EXTRACTED DATA:

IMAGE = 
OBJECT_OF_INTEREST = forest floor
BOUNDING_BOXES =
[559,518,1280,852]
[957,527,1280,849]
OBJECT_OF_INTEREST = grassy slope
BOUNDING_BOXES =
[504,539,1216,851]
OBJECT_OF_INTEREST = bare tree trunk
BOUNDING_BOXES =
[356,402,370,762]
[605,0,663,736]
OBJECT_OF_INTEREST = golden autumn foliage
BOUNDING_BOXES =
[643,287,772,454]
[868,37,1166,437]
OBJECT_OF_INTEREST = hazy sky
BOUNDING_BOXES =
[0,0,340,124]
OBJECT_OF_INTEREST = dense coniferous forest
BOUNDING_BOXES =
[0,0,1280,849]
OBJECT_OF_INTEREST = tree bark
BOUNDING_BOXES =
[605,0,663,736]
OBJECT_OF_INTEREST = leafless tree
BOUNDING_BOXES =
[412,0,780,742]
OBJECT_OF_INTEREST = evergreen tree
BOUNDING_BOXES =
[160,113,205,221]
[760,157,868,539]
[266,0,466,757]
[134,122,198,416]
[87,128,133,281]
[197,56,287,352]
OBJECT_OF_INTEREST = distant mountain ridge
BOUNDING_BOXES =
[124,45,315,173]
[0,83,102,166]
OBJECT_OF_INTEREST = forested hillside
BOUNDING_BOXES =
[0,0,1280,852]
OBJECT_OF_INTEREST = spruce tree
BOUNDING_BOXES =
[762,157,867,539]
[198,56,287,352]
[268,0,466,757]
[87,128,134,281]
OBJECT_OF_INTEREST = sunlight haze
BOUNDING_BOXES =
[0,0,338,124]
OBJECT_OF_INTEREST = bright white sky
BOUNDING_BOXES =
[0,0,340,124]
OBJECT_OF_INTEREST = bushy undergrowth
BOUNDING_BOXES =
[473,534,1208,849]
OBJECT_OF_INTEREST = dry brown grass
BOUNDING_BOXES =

GIVEN EXERCISE: Please copy the listing above line by line, keeping every character as it is.

SOLVED PROBLEM:
IMAGE = 
OBJECT_OF_INTEREST = forest floor
BOUNDING_BOXES =
[559,518,1280,852]
[957,527,1280,849]
OBJECT_OF_INTEREST = grassy slope
BOUNDING_BOXES =
[504,539,1216,851]
OBJECT_OF_INTEREST = bare tree trunk
BOUNDING_BOXES =
[356,402,370,762]
[605,0,663,736]
OBJECT_OF_INTEREST = golden autumn foliage
BOUNDING_BOXES =
[643,287,772,454]
[868,37,1166,437]
OBJECT_OF_INTEREST = hazy sky
BOUNDING_BOXES =
[0,0,340,124]
OBJECT_OF_INTEREST = dense coniferous forest
BOUNDING_BOXES =
[0,0,1280,849]
OBJECT_OF_INTEREST = tree bark
BOUNDING_BOXES =
[605,0,663,736]
OBJECT_OF_INTEREST = leafless tree
BOUNDING_BOXES =
[412,0,780,742]
OBJECT_OF_INTEREST = evergreen tree
BOUNDING_BOXES =
[160,113,205,221]
[760,157,868,539]
[266,0,466,757]
[134,122,198,416]
[87,128,133,281]
[197,56,287,352]
OBJECT_OF_INTEREST = distant mountain ridge
BOUNDING_BOXES =
[124,45,315,173]
[0,83,102,166]
OBJECT_OF_INTEREST = forested hillside
BOUNDING_BOXES =
[0,0,1280,852]
OBJECT_OF_INTEREST = spruce tree
BOUNDING_BOXES =
[762,157,867,539]
[198,56,287,352]
[268,0,466,757]
[87,128,134,281]
OBJECT_OF_INTEREST = sunlight haze
BOUNDING_BOXES =
[0,0,338,124]
OBJECT_OF_INTEREST = bright white sky
BOUNDING_BOXES =
[0,0,340,124]
OBJECT_OF_INTEREST = bushy undergrowth
BOUNDING_BOXES =
[473,534,1208,849]
OBJECT_OF_INTEREST = dry brown grass
BOUNDING_BOXES =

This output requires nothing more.